■ **Written exercise**
Please set out the rows below as a numbered list, from the first row through the row containing "point(390, 126)", both included, and leave out any blank lines.

■ **Dataset excerpt**
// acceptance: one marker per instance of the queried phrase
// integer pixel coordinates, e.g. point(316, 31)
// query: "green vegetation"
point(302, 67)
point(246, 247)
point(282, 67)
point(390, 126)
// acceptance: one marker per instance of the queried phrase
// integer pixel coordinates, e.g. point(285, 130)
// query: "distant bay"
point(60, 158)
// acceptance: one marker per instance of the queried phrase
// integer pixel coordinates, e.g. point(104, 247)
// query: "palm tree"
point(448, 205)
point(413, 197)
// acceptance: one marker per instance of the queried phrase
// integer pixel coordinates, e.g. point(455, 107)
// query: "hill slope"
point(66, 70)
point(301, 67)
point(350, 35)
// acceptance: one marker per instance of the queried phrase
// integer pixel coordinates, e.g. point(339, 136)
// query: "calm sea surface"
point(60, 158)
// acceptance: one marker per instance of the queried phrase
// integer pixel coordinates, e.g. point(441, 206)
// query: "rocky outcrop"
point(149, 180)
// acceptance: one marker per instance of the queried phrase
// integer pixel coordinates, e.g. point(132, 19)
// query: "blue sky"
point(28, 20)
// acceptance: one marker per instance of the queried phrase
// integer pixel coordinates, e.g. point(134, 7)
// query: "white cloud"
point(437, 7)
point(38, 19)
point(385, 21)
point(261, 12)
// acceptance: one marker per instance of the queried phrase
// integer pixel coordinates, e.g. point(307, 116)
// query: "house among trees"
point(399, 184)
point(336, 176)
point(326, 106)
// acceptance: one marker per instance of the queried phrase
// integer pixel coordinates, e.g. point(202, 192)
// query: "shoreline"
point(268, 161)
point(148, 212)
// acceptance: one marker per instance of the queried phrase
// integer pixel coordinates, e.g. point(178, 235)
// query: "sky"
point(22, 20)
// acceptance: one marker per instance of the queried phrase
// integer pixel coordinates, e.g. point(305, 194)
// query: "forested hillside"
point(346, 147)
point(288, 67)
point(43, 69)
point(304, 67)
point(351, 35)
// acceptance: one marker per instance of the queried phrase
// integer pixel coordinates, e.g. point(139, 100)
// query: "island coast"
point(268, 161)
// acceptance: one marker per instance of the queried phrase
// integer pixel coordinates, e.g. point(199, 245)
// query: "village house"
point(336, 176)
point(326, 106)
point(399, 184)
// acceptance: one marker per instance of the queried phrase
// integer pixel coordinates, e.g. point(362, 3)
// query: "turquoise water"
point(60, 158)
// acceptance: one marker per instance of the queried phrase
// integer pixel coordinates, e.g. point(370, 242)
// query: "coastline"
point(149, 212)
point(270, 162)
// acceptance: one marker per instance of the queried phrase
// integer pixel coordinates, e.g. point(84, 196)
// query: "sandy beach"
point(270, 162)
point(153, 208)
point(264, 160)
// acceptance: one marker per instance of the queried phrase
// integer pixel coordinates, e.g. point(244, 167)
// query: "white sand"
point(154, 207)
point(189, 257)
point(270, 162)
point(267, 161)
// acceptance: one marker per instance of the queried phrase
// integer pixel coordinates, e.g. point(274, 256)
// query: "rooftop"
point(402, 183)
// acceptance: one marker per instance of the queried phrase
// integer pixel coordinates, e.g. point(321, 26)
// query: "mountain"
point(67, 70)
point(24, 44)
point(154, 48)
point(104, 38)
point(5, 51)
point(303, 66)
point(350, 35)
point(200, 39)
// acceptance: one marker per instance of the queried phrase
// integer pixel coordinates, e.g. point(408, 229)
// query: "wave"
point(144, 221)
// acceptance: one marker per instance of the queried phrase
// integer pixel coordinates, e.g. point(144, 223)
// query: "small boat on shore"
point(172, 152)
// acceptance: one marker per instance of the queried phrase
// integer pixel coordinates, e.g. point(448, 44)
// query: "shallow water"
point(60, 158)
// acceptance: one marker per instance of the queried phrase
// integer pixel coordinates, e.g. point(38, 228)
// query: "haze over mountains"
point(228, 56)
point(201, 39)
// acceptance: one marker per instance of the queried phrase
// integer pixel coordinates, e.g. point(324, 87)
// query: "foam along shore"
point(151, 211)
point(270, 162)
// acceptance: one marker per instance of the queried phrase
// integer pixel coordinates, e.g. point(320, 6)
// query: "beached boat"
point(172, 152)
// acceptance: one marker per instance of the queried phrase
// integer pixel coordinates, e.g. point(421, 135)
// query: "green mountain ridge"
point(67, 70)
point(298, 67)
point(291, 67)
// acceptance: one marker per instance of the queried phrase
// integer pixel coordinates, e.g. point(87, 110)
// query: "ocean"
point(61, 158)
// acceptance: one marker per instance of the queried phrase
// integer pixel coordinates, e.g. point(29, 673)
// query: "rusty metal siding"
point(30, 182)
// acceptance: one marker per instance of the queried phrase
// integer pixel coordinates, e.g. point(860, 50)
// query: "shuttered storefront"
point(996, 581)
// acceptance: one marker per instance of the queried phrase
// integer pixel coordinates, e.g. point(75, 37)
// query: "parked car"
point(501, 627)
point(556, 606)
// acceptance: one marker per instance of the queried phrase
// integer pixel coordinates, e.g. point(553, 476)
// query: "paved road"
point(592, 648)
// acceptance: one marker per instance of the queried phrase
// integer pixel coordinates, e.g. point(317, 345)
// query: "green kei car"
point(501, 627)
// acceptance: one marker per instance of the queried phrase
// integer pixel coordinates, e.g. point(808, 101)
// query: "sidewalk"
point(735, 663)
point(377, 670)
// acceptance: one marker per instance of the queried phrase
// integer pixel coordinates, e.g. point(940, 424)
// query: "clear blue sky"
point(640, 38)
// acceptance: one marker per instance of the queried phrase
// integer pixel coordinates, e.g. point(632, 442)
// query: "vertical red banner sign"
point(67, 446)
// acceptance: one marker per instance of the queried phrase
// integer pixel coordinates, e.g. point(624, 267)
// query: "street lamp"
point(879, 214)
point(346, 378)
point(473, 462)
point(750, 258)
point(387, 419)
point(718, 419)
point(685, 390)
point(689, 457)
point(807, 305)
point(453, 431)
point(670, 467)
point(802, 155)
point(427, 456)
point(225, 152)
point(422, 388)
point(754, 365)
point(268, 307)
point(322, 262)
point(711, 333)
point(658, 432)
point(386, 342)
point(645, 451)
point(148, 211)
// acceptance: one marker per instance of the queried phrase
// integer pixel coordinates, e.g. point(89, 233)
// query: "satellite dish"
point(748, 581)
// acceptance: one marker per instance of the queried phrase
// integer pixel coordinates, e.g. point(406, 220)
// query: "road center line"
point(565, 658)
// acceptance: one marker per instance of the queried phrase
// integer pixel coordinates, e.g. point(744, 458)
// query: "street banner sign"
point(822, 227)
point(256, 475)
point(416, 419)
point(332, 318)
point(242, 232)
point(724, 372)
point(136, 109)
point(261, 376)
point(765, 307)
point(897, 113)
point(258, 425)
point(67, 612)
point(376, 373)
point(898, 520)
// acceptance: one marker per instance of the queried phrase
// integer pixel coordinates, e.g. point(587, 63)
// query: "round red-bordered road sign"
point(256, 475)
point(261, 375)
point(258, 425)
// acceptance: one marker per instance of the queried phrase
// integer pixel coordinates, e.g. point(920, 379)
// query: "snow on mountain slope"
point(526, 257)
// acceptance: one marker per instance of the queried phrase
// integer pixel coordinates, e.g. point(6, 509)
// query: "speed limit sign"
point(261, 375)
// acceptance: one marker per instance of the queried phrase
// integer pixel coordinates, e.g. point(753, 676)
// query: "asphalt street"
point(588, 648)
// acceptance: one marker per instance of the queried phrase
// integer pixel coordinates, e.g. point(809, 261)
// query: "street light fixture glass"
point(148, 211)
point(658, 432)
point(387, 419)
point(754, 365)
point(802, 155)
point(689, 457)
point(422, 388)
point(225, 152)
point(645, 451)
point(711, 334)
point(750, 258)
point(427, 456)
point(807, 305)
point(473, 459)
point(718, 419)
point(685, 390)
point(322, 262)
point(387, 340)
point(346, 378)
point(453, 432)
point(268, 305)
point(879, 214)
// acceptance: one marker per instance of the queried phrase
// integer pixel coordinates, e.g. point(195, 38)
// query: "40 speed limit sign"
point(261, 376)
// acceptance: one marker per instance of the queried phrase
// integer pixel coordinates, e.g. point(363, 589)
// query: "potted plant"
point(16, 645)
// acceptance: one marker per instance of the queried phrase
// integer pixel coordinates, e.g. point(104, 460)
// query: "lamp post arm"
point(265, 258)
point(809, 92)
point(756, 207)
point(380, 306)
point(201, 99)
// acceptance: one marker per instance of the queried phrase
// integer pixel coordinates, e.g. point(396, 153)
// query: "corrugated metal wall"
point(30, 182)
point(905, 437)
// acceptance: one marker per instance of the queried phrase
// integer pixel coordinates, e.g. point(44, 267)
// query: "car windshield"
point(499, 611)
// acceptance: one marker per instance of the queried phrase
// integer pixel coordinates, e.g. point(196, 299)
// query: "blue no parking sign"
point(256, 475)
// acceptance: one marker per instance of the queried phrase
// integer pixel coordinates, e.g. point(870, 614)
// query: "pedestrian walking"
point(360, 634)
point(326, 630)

■ **Output of the task**
1. // acceptance: one marker per instance of the queried phrase
2. // integer pixel coordinates, e.g. point(316, 31)
3. // query: "green vegetation"
4. point(302, 67)
5. point(246, 247)
6. point(282, 67)
7. point(390, 126)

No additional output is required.